Referring expression grounding data:

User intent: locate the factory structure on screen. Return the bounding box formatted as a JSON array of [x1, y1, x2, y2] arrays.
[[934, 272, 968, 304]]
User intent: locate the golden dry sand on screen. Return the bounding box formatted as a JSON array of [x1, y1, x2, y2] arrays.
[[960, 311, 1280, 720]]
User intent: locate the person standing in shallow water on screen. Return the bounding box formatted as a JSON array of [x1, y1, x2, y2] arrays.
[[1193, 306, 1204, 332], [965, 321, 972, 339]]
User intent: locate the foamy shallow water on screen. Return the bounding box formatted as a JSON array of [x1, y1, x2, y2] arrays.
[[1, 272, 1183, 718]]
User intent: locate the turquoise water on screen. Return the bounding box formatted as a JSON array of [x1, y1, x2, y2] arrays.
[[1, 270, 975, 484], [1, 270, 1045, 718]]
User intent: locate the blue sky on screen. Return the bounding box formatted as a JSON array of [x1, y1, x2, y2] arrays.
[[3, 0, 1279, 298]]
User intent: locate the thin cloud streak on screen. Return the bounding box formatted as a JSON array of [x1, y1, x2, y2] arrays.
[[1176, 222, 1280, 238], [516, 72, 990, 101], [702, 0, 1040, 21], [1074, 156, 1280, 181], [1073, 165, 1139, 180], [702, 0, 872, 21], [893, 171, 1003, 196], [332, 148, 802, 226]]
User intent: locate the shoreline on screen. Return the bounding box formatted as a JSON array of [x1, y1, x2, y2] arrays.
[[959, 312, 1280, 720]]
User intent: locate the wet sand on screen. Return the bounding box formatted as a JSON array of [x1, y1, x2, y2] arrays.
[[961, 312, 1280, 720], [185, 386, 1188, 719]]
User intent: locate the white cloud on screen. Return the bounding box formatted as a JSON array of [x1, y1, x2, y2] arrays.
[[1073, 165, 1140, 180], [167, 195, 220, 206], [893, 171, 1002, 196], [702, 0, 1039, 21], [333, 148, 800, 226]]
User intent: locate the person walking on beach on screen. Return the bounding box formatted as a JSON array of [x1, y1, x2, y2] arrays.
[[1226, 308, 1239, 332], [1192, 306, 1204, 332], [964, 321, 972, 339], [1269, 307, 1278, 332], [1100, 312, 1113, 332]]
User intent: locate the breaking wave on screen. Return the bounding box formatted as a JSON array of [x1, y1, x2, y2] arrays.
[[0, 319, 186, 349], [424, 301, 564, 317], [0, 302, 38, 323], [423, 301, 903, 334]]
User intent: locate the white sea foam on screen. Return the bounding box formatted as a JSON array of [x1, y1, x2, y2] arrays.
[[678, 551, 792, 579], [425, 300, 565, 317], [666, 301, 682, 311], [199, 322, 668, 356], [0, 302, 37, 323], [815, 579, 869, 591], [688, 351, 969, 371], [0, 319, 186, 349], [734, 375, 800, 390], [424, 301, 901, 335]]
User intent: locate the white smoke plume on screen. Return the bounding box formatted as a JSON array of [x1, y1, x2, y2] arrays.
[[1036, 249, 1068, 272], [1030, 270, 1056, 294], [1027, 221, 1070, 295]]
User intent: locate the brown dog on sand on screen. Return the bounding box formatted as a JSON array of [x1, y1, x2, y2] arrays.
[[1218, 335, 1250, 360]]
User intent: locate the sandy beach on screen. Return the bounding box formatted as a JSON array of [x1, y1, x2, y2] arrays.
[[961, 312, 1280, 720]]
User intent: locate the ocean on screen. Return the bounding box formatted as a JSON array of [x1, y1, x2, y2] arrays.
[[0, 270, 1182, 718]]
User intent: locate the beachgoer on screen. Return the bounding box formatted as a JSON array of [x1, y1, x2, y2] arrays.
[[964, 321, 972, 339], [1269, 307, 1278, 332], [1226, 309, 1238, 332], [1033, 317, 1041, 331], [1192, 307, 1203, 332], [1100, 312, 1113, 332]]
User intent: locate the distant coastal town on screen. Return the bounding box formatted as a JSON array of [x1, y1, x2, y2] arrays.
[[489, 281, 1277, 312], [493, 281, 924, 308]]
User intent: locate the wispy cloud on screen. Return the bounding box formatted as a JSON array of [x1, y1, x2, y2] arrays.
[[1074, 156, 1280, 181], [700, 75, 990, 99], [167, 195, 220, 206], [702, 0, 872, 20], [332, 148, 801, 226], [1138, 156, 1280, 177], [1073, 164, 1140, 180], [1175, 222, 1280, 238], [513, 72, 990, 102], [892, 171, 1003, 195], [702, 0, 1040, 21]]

__Aim of the task__: Output all of the data above without any alteration.

__Task answer__:
User intent: locate the factory structure on screen. Return the bounding box formatted as a JSON array of [x1, y1, x2, y2] arrays.
[[934, 272, 968, 304]]
User intent: locate the golden dry sand on screen. Return the bounding box formatted as a JSON array of [x1, y1, x2, y2] arrays.
[[960, 311, 1280, 720]]
User intent: locate the person standing in shallow water on screen. Return the bounding box formatted as a JSON array of [x1, y1, x2, y2] arrays.
[[1193, 306, 1204, 332], [965, 321, 972, 339]]
User intent: locate the foamy shallow water on screen. Return the bounding box formatted as a JSON array of [x1, y1, x2, y2] arrays.
[[1, 272, 1183, 718]]
User intent: locate the turquoise water on screen. Return the bounding box formatted as a JSON array of [x1, y1, x2, y2] arrays.
[[1, 270, 975, 484], [1, 270, 1045, 718]]
User intent: locate the blue sky on screen. Return the bounding box formatted as a JSON array of [x1, y1, x2, y2] arrays.
[[3, 0, 1279, 298]]
User intent: locate the thin cloud streak on screen. Return the bounding box formatted as a JSON array of [x1, y1, x2, y2] arrays.
[[1176, 222, 1280, 238], [516, 72, 990, 101], [702, 0, 1040, 21], [1074, 156, 1280, 181], [1073, 165, 1139, 180], [702, 0, 872, 21], [893, 171, 1003, 196], [332, 148, 802, 226]]
User intent: locate the shoreline on screen. Return the bounding box formatted as a JSON array of [x1, y1, x2, y2] arrays.
[[959, 312, 1280, 720]]
User intent: locate the wet sand on screen. Return the bounding box formatted as a JSON array of [x1, y1, x2, y2] arrays.
[[961, 312, 1280, 720], [185, 386, 1188, 719]]
User intent: locate the white cloud on screen. Return the bounding box formatted as a JSON array of [x1, y1, x2, y2] arrays.
[[1073, 165, 1140, 180], [167, 195, 220, 206], [893, 171, 1002, 196], [702, 0, 1039, 21], [333, 148, 800, 226]]
User intent: locate the person walking on beach on screen. Return the bounding box formatted as a JSON array of [x1, y1, x2, y2] arrays.
[[1226, 308, 1239, 332], [1192, 306, 1204, 332], [964, 321, 972, 339], [1269, 307, 1278, 332], [1100, 312, 1113, 332]]
User intent: locate the breaking wave on screen. Return the bounding box formatted as a JSON array of [x1, y1, x2, y2] arrays.
[[0, 319, 186, 349], [424, 301, 564, 317], [0, 302, 38, 323], [423, 301, 903, 334]]
User intent: locate the white sea foam on screen. Return the bounding box formatted as a JSON array of [x1, y1, x2, y2] arrays.
[[678, 551, 792, 579], [425, 300, 565, 317], [666, 301, 682, 311], [199, 322, 668, 356], [0, 302, 37, 323], [815, 579, 869, 591], [688, 351, 969, 371], [0, 319, 186, 349], [734, 375, 800, 390], [424, 301, 901, 335]]
User intent: locate the white smoke plume on screen. Return the bounding box formatted as a JSON array of [x1, y1, x2, y2] arrays.
[[1036, 249, 1068, 272], [1030, 270, 1056, 294], [1027, 221, 1070, 295]]
User intent: locate the brown dog on sand on screen. Return the bounding box formatted as a JSON array of [x1, y1, x2, y2] arrays.
[[1218, 335, 1250, 360]]
User intent: locate the sandy beach on screen. Return the bounding box formatted as a JSON array of [x1, y1, x2, y2] arrays.
[[961, 312, 1280, 720]]
User intent: locate the ocean on screen. Return the bounding box formatted as a JSON array of [x1, y1, x2, y2] arrays.
[[0, 270, 1182, 718]]
User intent: locate the beachgoer on screen. Return the bounding box formatted as a JSON array of [x1, y1, x2, y2] arrays.
[[964, 321, 972, 339], [1269, 307, 1278, 332], [1226, 309, 1238, 332], [1033, 317, 1041, 331], [1192, 307, 1203, 332], [1100, 312, 1113, 332]]
User intent: locate the distant coastal town on screen. Return the bounding box formatted as a JSON array of [x1, y1, x2, y2] arrays.
[[489, 281, 1277, 312], [493, 281, 924, 308]]
User intent: locate the wispy cloud on screen. Return the bounding box formatted as a JSON array of [x1, y1, x2, y2] arrays.
[[1074, 156, 1280, 181], [700, 75, 990, 99], [167, 195, 220, 206], [702, 0, 872, 20], [332, 148, 801, 226], [1138, 156, 1280, 177], [1073, 164, 1140, 180], [1175, 222, 1280, 238], [513, 72, 990, 102], [892, 171, 1003, 195], [702, 0, 1040, 21]]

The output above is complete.